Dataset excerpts
---+---
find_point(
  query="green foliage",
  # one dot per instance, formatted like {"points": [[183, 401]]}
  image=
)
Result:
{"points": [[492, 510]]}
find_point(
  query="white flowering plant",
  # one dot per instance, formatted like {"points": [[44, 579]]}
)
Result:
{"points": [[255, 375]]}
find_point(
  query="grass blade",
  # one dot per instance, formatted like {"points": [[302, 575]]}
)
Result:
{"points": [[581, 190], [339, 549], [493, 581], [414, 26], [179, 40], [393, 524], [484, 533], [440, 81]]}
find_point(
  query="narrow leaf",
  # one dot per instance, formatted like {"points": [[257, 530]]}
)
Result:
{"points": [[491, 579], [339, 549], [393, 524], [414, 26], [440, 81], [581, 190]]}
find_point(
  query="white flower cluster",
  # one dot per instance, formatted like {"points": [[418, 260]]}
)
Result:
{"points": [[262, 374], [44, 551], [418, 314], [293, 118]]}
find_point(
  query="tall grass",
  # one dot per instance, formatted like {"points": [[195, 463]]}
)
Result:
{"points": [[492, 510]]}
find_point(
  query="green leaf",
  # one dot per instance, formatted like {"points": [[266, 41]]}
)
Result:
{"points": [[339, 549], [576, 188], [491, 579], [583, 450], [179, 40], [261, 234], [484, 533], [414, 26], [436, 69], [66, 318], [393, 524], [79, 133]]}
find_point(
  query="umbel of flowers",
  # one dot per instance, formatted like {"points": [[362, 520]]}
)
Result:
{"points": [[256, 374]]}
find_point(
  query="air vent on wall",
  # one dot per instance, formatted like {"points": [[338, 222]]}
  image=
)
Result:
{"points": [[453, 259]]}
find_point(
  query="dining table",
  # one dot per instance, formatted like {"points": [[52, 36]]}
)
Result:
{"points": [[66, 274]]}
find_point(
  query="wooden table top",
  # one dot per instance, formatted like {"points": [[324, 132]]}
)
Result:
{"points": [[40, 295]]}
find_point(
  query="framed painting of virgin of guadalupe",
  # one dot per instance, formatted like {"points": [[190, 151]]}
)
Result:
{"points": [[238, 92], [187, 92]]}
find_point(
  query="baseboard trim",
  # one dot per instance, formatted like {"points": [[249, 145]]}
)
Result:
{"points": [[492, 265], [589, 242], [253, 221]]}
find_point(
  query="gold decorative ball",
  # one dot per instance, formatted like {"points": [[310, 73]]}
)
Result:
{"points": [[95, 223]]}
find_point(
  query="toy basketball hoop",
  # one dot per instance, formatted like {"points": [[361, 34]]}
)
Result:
---+---
Exercise
Each entry above is to be written out exactly.

Solution
find_point(
  query="green foliage",
  # one dot per instance, formatted like {"points": [[183, 401]]}
  image=
)
Result:
{"points": [[492, 510]]}
find_point(
  query="white flowering plant",
  # one dot per instance, formatted like {"points": [[44, 579]]}
)
Result:
{"points": [[255, 375]]}
find_point(
  query="grass blade",
  # one dot per instance, formatted like {"points": [[302, 575]]}
)
Result:
{"points": [[581, 190], [339, 549], [493, 581], [414, 26], [179, 40], [393, 524], [484, 533], [440, 81]]}
find_point(
  query="narrow leaf",
  # one dot per instance, formatted like {"points": [[257, 530]]}
)
Result:
{"points": [[491, 579], [339, 549], [393, 524], [414, 26], [440, 81], [581, 190]]}
find_point(
  query="white flower cluster",
  # one dot per instance, formatted like {"points": [[418, 260]]}
)
Result:
{"points": [[262, 374], [44, 551], [418, 314], [293, 118]]}
find_point(
  query="tall grass",
  # one dot per instance, formatted like {"points": [[195, 463]]}
)
Result:
{"points": [[492, 510]]}
find_point(
  query="green leaf",
  # one dot per instance, formatted like {"points": [[266, 41]]}
)
Result:
{"points": [[339, 549], [576, 188], [491, 579], [583, 450], [179, 40], [261, 234], [484, 533], [414, 26], [436, 69], [66, 318], [393, 524], [79, 133]]}
find_point(
  query="umbel of flowers",
  # one dot per instance, formatted like {"points": [[362, 520]]}
)
Result:
{"points": [[256, 374]]}
find_point(
  query="air vent on wall",
  # one dot per instance, formatted like {"points": [[338, 222]]}
  image=
)
Result:
{"points": [[453, 259]]}
find_point(
  query="dining table",
  # one dot per instance, formatted like {"points": [[52, 36]]}
)
Result:
{"points": [[66, 274]]}
find_point(
  query="wooden table top",
  # one dot per instance, formatted like {"points": [[324, 132]]}
)
Result:
{"points": [[40, 295]]}
find_point(
  query="framed painting of virgin of guadalupe",
  # one dot per instance, formatted like {"points": [[190, 151]]}
)
Result:
{"points": [[238, 92], [187, 92]]}
find_point(
  query="baseboard trim",
  # one dot per instance, formatted like {"points": [[249, 145]]}
)
Result:
{"points": [[492, 265], [589, 242], [253, 221]]}
find_point(
  query="gold decorative ball",
  # one dot per instance, formatted like {"points": [[310, 73]]}
)
Result:
{"points": [[95, 223]]}
find_point(
  query="toy basketball hoop",
  # one dot per instance, formatted like {"points": [[361, 34]]}
)
Result:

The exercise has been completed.